TASK STATEMENT
Count the lines in the items below that contain the word "building", treating case as significant, and reply with only that number.

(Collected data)
# # # # #
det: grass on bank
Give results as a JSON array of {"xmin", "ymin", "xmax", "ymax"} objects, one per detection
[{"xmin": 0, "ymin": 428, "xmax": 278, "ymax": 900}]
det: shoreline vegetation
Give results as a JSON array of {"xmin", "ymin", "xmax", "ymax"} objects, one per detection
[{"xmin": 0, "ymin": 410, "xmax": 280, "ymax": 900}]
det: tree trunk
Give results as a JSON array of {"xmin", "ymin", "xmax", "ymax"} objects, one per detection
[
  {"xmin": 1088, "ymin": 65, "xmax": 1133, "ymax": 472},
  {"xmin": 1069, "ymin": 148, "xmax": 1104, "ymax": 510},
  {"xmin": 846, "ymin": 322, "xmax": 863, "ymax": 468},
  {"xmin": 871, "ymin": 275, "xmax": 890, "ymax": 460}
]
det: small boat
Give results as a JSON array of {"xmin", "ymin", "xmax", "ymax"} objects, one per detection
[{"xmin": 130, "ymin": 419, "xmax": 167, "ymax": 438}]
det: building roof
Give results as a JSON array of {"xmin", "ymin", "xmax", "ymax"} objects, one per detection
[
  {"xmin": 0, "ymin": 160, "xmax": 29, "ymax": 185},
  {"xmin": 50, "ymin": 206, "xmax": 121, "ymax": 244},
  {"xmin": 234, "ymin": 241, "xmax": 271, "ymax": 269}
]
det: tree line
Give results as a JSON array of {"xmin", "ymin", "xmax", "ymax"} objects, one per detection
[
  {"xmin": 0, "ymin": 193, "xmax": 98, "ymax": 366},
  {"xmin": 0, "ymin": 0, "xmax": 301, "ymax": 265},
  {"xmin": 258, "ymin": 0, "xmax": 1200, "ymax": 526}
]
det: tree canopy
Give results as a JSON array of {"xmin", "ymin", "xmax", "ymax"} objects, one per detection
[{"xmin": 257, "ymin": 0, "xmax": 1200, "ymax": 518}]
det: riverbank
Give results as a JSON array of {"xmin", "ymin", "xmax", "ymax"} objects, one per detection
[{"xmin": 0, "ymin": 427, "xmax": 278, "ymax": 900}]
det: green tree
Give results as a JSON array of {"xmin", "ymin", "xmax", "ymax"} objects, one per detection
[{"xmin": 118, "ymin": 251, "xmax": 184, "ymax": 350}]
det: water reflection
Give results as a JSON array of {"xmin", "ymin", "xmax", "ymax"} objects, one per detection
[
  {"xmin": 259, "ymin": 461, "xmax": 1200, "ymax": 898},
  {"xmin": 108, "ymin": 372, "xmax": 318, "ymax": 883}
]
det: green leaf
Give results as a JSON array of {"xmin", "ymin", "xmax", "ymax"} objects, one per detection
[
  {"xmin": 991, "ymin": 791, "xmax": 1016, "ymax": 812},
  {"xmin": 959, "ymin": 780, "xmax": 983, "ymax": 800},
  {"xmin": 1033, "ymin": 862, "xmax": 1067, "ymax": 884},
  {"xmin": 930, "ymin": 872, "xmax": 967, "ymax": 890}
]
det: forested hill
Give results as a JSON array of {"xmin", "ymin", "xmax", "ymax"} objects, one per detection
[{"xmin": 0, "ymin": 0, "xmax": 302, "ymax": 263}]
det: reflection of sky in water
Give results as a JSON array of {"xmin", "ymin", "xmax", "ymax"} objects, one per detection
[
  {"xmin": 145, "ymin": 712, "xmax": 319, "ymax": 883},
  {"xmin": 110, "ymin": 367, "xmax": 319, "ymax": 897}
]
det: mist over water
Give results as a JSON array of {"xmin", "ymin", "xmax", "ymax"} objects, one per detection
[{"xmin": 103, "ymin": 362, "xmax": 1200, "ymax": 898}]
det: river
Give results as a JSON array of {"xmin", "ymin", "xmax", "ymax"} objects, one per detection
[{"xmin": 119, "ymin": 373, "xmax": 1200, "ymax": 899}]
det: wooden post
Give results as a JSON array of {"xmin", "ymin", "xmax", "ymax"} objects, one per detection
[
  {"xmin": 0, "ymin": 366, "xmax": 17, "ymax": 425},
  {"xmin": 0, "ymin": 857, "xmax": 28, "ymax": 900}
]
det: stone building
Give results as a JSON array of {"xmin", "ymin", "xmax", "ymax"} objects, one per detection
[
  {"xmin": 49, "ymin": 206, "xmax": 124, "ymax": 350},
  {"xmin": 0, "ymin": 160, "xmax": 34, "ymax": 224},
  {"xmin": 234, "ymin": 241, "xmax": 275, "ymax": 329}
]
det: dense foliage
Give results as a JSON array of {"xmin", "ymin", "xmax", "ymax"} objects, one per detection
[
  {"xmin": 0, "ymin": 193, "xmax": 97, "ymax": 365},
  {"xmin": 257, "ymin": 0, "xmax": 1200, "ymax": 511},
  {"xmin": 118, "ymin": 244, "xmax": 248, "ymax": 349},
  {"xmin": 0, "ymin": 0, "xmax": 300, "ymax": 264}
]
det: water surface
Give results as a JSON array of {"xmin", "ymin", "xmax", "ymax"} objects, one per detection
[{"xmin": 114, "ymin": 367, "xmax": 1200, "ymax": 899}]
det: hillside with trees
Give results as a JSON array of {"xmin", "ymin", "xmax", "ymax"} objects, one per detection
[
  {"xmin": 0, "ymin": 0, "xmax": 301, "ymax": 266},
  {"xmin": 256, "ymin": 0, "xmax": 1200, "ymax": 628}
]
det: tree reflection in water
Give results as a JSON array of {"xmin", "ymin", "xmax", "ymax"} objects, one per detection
# # # # #
IN RESPONSE
2